▶ [The problem]
Please pull out every line of the listing below that contains the word "positive", and copy each of those lines unchanged.

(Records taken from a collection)
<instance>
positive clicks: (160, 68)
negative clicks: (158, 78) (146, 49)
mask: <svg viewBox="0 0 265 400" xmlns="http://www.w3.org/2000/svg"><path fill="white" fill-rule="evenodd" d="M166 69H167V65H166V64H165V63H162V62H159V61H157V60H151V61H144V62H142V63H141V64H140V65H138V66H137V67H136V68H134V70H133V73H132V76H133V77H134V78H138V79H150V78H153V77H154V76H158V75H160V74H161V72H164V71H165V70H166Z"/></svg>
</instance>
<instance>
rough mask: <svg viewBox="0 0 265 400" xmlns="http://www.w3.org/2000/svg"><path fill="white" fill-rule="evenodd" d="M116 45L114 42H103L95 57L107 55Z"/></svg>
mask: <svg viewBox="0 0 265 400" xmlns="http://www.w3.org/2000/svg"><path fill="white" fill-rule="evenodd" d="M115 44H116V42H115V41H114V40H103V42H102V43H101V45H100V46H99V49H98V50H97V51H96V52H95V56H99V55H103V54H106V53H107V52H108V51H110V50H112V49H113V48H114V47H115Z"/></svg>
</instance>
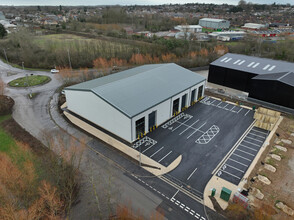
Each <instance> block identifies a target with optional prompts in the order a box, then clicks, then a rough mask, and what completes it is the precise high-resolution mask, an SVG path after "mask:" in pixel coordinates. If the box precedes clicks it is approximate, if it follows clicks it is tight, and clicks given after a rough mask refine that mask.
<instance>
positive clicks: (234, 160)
mask: <svg viewBox="0 0 294 220" xmlns="http://www.w3.org/2000/svg"><path fill="white" fill-rule="evenodd" d="M229 160H231V161H234V162H235V163H238V164H241V165H243V166H244V167H248V165H246V164H244V163H241V162H239V161H236V160H234V159H231V158H229Z"/></svg>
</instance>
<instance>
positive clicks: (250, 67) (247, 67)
mask: <svg viewBox="0 0 294 220" xmlns="http://www.w3.org/2000/svg"><path fill="white" fill-rule="evenodd" d="M210 65H214V66H220V67H225V68H229V69H235V70H240V71H244V72H249V73H254V74H256V75H261V74H272V73H281V72H289V71H293V70H294V63H289V62H285V61H280V60H272V59H266V58H259V57H254V56H246V55H240V54H233V53H227V54H225V55H224V56H222V57H220V58H219V59H217V60H215V61H214V62H212V63H211V64H210Z"/></svg>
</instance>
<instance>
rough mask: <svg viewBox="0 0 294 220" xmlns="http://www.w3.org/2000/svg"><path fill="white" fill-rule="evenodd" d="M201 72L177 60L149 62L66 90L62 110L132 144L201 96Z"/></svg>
mask: <svg viewBox="0 0 294 220" xmlns="http://www.w3.org/2000/svg"><path fill="white" fill-rule="evenodd" d="M205 83H206V80H205V78H204V77H203V76H201V75H199V74H196V73H194V72H192V71H190V70H187V69H185V68H183V67H180V66H178V65H176V64H173V63H170V64H150V65H144V66H140V67H137V68H133V69H129V70H126V71H122V72H119V73H115V74H111V75H108V76H105V77H102V78H98V79H94V80H91V81H88V82H84V83H80V84H77V85H73V86H70V87H67V88H65V89H64V91H65V96H66V102H67V109H66V111H67V112H69V113H70V114H73V115H74V116H76V117H78V118H80V119H81V120H83V121H85V122H86V123H88V124H90V125H92V126H95V127H98V128H99V129H100V130H102V131H104V132H105V133H107V134H112V136H114V137H115V138H117V139H119V140H121V141H123V142H128V143H132V142H134V141H135V140H137V138H138V137H141V136H143V135H144V134H145V133H148V131H150V129H152V128H154V127H156V126H158V125H160V124H162V123H163V122H165V121H167V120H168V119H170V118H171V117H173V116H174V115H176V114H178V113H179V112H181V111H183V110H184V109H185V108H186V107H188V106H190V105H192V104H193V103H194V102H196V101H197V100H199V99H200V98H201V97H202V96H203V95H204V87H205Z"/></svg>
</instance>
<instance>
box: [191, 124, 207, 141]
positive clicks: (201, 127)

▶ [Written reply]
positive clicks: (160, 68)
positive clicks: (234, 160)
positive clicks: (250, 67) (247, 67)
positive clicks: (201, 127)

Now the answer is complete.